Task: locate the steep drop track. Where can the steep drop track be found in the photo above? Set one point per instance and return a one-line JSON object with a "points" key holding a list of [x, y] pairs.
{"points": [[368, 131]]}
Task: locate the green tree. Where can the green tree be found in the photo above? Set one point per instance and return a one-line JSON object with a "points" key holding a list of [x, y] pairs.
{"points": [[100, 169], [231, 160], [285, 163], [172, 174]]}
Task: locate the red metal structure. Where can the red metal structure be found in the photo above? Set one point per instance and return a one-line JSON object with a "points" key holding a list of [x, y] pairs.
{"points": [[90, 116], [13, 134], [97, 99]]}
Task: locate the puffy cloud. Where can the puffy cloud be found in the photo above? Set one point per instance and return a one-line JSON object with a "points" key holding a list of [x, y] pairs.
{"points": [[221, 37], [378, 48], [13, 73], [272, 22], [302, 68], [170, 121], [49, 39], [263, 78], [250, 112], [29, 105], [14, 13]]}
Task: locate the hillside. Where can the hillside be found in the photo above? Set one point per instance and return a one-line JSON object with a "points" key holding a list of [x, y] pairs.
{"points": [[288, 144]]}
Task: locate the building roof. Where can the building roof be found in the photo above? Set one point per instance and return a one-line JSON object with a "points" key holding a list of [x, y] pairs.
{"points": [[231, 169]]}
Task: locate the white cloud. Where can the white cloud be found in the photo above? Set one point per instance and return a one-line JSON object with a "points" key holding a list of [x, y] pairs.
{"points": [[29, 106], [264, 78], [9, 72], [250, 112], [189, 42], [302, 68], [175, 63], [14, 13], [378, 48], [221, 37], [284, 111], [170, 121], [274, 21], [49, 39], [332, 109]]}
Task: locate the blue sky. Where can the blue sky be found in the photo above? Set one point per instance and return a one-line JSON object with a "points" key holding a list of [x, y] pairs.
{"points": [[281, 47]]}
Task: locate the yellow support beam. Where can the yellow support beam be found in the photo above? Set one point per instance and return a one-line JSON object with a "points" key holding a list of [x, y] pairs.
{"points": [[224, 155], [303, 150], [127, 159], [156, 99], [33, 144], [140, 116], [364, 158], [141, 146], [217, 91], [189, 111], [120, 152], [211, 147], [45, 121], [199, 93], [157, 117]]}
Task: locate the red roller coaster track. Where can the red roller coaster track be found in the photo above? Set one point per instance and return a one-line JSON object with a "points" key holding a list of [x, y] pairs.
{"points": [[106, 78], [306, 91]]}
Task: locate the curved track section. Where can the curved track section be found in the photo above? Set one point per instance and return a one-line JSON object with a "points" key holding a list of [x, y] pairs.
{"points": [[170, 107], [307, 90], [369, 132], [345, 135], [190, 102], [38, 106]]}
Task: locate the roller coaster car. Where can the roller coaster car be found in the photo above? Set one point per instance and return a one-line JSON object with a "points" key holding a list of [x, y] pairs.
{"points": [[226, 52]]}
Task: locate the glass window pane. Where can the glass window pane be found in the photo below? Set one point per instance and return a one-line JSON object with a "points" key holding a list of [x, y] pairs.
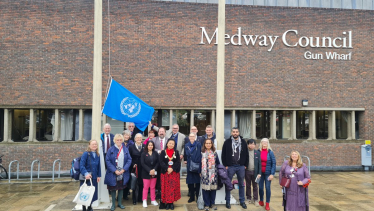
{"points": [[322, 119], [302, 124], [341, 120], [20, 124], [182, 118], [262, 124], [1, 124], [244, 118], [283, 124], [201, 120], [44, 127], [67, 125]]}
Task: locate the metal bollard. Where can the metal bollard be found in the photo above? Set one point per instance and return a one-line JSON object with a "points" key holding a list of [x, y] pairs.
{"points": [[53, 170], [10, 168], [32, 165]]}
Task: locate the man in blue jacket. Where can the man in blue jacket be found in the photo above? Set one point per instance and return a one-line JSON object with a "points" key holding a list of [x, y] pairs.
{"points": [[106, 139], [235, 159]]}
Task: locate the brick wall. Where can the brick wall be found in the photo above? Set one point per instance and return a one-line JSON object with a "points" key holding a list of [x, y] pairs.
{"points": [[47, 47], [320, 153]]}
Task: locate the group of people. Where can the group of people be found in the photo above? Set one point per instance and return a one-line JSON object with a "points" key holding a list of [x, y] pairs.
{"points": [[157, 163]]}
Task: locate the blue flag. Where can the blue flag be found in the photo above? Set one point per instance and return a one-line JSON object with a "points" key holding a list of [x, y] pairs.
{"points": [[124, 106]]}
...
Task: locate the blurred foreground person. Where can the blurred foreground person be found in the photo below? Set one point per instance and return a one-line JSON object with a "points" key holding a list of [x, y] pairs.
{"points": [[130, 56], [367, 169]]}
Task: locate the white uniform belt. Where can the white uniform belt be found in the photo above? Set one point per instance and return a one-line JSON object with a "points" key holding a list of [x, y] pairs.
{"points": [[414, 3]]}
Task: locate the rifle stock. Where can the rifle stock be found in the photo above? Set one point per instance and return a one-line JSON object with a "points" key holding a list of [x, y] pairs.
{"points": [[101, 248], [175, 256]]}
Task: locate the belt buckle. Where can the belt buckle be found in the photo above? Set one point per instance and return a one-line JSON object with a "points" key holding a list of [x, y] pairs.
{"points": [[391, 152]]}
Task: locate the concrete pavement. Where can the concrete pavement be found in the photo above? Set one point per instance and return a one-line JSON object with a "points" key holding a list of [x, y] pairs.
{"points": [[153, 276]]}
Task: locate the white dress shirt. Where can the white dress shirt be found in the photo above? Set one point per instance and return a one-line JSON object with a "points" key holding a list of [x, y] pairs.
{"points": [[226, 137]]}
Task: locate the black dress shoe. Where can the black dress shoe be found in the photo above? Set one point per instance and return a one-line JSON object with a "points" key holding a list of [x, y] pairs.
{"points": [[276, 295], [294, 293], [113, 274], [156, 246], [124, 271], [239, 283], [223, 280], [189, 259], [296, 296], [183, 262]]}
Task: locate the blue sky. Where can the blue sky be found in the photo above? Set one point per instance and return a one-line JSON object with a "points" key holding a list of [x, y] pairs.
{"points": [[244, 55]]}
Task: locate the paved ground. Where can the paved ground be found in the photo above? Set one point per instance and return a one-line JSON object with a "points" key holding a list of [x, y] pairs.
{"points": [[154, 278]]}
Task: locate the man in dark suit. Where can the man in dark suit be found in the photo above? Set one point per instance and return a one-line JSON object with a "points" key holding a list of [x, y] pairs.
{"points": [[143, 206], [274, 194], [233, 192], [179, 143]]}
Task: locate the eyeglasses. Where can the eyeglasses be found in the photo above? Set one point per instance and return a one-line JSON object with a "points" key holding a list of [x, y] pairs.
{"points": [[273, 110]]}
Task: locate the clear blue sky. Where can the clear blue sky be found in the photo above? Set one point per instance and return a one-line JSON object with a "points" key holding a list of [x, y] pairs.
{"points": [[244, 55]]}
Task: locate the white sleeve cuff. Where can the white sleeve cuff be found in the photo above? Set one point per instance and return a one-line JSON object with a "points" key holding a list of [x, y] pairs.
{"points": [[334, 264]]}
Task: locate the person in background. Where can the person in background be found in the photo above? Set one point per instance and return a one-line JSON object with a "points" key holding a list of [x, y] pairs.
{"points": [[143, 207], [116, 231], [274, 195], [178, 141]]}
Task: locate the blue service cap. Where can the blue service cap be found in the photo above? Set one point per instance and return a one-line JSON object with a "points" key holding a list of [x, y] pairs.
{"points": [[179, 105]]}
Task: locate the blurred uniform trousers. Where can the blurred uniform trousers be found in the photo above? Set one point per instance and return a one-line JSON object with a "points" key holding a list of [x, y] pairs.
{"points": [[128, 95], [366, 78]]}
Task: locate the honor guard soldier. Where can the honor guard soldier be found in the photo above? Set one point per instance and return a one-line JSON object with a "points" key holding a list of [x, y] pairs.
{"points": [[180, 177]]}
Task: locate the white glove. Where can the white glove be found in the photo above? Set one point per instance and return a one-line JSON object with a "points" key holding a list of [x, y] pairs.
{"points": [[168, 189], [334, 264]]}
--
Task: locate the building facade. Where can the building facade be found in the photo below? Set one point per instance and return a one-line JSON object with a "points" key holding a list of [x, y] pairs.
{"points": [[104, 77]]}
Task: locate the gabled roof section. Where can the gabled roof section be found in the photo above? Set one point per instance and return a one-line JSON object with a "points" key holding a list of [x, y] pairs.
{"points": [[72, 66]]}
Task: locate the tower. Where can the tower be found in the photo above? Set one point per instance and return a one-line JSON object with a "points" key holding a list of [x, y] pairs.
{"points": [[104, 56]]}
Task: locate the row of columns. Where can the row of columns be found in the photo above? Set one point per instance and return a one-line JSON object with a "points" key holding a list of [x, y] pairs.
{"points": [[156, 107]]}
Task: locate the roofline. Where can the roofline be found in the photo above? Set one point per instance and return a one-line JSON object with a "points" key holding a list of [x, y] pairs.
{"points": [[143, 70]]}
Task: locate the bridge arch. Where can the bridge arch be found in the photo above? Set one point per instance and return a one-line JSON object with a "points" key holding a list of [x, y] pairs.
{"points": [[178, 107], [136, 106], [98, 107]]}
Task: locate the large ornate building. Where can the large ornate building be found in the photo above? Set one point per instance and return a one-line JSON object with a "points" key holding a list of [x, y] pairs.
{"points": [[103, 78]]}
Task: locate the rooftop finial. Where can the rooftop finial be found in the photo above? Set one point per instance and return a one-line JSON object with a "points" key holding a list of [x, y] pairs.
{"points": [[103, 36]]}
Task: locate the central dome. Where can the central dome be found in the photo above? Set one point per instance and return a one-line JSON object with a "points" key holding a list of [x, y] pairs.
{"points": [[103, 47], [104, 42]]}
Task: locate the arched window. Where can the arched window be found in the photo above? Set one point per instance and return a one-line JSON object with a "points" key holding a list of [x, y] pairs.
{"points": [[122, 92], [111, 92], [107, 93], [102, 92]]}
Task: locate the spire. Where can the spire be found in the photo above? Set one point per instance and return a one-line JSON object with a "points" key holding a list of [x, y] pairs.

*Short task:* Identify every line in the items above that contains the word "puffy", and copy each of those lines in full. Case counts.

*Response:*
Task: locate the puffy cloud. Where can the puffy cloud be found in the photo above? Set one point per instance and return a one-line JSON object with a "points" key holding a list of [x, y] pairs.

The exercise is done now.